■ DOCUMENT SEGMENT ■
= = =

Antibiotics given to preterm infants can set them up for health problems later in life; research has shown, including allergies, psoriasis, diabetes, and inflammatory bowel disease. Researchers who conducted a National Institutes of Health (NIH)-funded study have added to that body of knowledge with their finding that treating preterm infants with long-term antibiotics could have lasting effects by promoting multidrug-resistant gut bacteria.
They used high-speed DNA sequencing and advanced computational analysis to study stool samples from 32 infants born very preterm who received antibiotic treatment for 21 months in the hospital and after discharge, then compared those with results from 9 very preterm infants treated with antibiotics for > 1 week and 17 healthy term and late-term infants who had not received antibiotics.
The infants on long-term antibiotics had less diverse bacterial populations in their gut, and those bacteria contained more antibiotic-resistant genes.
Strikingly, the genomes of the high-antibiotic-use samples contained genes for resistance to antibiotics typically not given to newborns, such as ciprofloxacin and chloramphenicol. The researchers say this may mean that the genes originate in multidrug-resistant bacteria. Using a particular antibiotic may trigger resistance to other antibiotics even if they were not used.
“The collateral damage of early-life antibiotic treatment and hospitalization in preterm infants is long lasting,” the researchers say. They urge development of strategies to protect these highly vulnerable patients.

= = =

■ DATA BELOW ■
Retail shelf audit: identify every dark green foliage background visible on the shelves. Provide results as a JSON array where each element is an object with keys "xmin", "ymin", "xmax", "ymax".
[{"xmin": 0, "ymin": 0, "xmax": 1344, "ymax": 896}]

= = =

■ WHAT TO WORK ON ■
A: Answer these questions from the text on antibiotics in preterm infants, using one line for each:
(i) How many very preterm infants in the study received long-term antibiotic treatment?
(ii) Which two antibiotics that are typically not given to newborns are named as targets of the resistance genes found in the high-antibiotic-use samples?
(iii) What do the researchers urge in the final paragraph?
B: In the text on antibiotics in preterm infants, reproduce word for word the stretch from "The infants on" through "more antibiotic-resistant genes.".

■ ANSWERS TO EACH TASK ■
A:
(i) 32 infants.
(ii) Ciprofloxacin and chloramphenicol.
(iii) They urge the development of strategies to protect these highly vulnerable patients.

B:
The infants on long-term antibiotics had less diverse bacterial populations in their gut, and those bacteria contained more antibiotic-resistant genes.